►

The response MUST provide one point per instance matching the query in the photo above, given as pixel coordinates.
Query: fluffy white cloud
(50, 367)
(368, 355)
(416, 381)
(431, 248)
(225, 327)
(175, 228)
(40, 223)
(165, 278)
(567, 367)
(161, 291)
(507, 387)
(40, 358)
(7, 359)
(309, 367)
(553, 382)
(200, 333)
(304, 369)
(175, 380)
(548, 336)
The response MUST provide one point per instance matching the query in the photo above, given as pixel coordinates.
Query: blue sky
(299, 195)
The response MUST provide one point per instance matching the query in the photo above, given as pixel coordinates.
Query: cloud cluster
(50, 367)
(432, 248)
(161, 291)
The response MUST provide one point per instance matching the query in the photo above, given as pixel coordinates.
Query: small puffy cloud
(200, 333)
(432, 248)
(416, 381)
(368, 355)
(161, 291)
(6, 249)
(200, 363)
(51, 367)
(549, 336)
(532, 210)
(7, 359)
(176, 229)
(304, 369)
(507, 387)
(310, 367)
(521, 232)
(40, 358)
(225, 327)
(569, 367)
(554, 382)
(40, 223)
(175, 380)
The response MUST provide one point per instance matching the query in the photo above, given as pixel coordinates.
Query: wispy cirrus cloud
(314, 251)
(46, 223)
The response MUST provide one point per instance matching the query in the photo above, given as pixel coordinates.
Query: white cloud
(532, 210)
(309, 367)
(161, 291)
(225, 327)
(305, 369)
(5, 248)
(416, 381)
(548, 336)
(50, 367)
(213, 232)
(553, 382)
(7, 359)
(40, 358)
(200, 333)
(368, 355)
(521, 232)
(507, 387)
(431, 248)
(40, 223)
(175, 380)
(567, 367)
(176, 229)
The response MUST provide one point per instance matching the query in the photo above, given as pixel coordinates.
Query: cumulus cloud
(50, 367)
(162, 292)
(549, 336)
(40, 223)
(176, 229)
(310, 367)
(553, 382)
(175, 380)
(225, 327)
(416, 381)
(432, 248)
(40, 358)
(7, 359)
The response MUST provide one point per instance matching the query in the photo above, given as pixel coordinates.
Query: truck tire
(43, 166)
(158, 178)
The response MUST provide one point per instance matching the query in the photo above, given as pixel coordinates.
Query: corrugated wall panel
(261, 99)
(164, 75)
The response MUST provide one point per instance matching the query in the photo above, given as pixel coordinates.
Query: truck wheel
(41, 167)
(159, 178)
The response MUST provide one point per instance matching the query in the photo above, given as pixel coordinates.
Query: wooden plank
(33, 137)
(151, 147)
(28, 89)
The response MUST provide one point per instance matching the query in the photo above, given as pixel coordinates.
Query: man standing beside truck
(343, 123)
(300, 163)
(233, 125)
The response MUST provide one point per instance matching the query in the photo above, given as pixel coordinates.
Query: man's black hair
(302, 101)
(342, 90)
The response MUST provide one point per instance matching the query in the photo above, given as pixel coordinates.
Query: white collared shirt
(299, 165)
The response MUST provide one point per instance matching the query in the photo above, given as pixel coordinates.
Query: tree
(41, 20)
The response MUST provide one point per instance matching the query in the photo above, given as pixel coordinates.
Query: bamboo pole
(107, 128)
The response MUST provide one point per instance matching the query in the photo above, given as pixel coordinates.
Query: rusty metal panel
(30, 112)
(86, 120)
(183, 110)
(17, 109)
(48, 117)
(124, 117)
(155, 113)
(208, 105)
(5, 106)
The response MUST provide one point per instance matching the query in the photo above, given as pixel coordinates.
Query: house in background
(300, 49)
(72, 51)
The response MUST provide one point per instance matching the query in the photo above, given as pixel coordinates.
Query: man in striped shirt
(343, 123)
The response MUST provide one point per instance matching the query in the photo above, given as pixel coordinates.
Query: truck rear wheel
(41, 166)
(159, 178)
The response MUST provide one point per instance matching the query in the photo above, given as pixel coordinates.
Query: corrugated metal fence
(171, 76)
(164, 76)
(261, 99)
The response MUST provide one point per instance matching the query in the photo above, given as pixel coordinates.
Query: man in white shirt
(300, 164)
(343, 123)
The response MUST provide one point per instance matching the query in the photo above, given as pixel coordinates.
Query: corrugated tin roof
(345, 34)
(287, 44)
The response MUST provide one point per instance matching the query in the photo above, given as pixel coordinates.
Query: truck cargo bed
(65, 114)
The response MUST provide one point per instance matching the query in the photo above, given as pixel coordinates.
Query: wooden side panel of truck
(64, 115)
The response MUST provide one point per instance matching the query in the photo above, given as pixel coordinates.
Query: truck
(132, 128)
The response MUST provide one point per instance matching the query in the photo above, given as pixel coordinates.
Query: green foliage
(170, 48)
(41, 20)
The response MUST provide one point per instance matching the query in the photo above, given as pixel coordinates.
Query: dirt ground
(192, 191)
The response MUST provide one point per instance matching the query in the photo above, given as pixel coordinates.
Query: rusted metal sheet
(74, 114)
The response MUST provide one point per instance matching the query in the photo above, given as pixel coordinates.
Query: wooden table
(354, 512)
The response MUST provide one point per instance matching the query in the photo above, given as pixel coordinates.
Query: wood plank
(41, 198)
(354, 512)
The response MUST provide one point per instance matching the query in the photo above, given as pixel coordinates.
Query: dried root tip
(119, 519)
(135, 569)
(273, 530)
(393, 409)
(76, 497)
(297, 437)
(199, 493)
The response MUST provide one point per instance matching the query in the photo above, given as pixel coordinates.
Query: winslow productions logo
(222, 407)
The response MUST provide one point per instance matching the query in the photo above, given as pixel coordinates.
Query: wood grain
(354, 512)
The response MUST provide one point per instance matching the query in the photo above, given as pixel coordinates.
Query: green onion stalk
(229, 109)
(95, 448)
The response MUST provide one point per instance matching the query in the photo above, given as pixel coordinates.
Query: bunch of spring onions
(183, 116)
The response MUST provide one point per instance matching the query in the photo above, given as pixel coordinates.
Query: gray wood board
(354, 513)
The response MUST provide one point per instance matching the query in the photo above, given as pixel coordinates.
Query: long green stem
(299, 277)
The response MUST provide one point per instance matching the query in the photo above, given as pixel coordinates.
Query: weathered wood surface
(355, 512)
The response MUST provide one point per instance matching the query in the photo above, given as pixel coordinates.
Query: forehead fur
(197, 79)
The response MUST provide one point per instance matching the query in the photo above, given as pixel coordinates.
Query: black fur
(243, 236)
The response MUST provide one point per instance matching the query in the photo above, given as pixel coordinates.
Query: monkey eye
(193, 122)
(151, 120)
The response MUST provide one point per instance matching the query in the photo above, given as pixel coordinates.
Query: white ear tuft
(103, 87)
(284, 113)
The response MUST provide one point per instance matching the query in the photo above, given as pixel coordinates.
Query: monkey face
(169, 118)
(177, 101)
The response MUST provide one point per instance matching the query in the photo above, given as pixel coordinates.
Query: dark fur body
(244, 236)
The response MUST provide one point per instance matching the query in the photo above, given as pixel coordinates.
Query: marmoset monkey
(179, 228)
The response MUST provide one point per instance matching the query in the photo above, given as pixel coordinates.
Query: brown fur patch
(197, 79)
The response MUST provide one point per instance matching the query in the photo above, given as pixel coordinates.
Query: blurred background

◄

TASK TO COMPLETE
Which lines of the material above contain the string "shirt" with its case matched exactly? Pull out each of those lines in full.

TASK RESULT
Query: white collared shirt
Query: man in striped shirt
Query: man in white shirt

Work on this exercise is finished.